* **Приведённый текст**
———

Во время штурма произошло два события в бригаде. Ст. сержант из другого взвода нашей роты, года на полтора старше меня, прошел Сталинград, и с ним еще 3 человека получили приказ на лодке подъехать к взорванному мосту, он соединял Буду с Пештом, проверить, в каком он состоянии, можно ли туда как-то проехать, а то немцы не давали нам подойти к нему, он находился недалеко от Королевского дворца. Ну и пошли они, представьте себе, оказалось, что немцы охраняли этот мост, они обстреляли их, наши еле-еле вернулись. Сказали, что разведка оказалась опасной, доложили только, что мост очень серьезно поврежден, и ни танки, ничего из техники не пройдет. Кроме того, во время штурма погиб тот самый казах-пулеметчик, он уже был командиром отделения, ходил с пистолетом, такой храбрый человек, из второй роты, уже имел ордена Боевого Красного Знамени, Красной Звезды, медаль «За отвагу», в то время сержанту получить такие награды было не так-то просто. И вот каждый в его отделении взяли по две противотанковые мины, они хотели подложить их для подрыва под Королевский дворец, но тут начался обстрел, и они решили переждать его в огромной воронке. К несчастью, в их укрытие попал снаряд, мины сразу же сдетонировали, и все погибли, 8 или 9 человек, в том числе казах. Это был настоящий траур для нашего батальона. На следующий день ночью тревога. Бежит командир взвода и кричит:
— Немедленно разбирай оружие, все берите, больше не придем сюда!
— Что такое? — раздались непонимающие голоса.
— Немцы прорвались из Королевского дворца!
Вот теперь я могу сказать, как прорвались, — основная часть через канализационные трубы прошла, там же диаметр в рост человека, и так они оказались у нас в тылу, ведь штаб бригады там и располагался. И колоннами в час ночи шли немцы: темно, впереди и по бокам были «власовцы», они кричали: «Все, немцы сдались!» И такие колонны прошли до тех пор, пока их не раскусили, но передовые части уже прошли. А это 40 тысяч, во главе с генералами. Их командир знал, что ему грозит расстрел за парламентеров. И вот в это время, как мы выскочили, началась стрельба, информации нет, смотрю: машины наши уже подошли, ведь штаб бригады был полностью моторизированным. Все, мы выносим сейфы, документацию, знамя. И за каких-нибудь 10 минут мы двинулись дальше, а куда, я-то солдат откуда знал. Едем, выехали почти за город, я не пойму до сих пор, как так получилось, но под нами была железная дорога, высота от моста до нее метров 10–15, не больше, и длина моста небольшая, метров 20, проехали его, и вдруг с той стороны бежит пехота, человек 30–40, их окликнули:
— Что такое?
— Немцы идут! Огромная колонна! Их тысячи!
Тогда вперед выходит наш командир бригады и говорит:
— Ну, кто из вас хоть немного не трусливый, а то мы за 40 немцами бегать не будем.
— Нет, — спокойно ответил кто-то из стрелков, — колонна немцев действительно очень большая, мы еле оторвались от них. Двое легли, видимо, они погибли, а мы вот оторвались в итоге.

———

* **Записи**

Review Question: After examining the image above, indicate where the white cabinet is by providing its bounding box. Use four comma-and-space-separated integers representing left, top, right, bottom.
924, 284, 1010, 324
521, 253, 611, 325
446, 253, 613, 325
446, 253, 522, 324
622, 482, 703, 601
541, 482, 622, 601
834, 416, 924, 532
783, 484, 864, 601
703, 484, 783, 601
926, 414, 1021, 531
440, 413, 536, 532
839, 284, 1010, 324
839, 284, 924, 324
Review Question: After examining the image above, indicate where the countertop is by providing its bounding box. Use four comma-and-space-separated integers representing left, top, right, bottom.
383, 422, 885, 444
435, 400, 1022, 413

———

* **Короткое задание**
Перепишите отрывок рассказа о штурме, начиная со слов «Тогда вперед выходит» и заканчивая словами «оторвались в итоге.». В нем «спокойно» замените на «негромко».

* **Результат задания**
Тогда вперед выходит наш командир бригады и говорит:
— Ну, кто из вас хоть немного не трусливый, а то мы за 40 немцами бегать не будем.
— Нет, — негромко ответил кто-то из стрелков, — колонна немцев действительно очень большая, мы еле оторвались от них. Двое легли, видимо, они погибли, а мы вот оторвались в итоге.